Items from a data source
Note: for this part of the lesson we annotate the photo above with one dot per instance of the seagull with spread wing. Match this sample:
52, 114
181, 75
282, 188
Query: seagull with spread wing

THE REQUEST. Output the records verbatim, from the first line to the last.

SOLVED PROBLEM.
Note: for this part of the lesson we annotate the photo above with one dot per instance of the seagull with spread wing. Match this sample:
52, 114
181, 75
282, 188
Query: seagull with spread wing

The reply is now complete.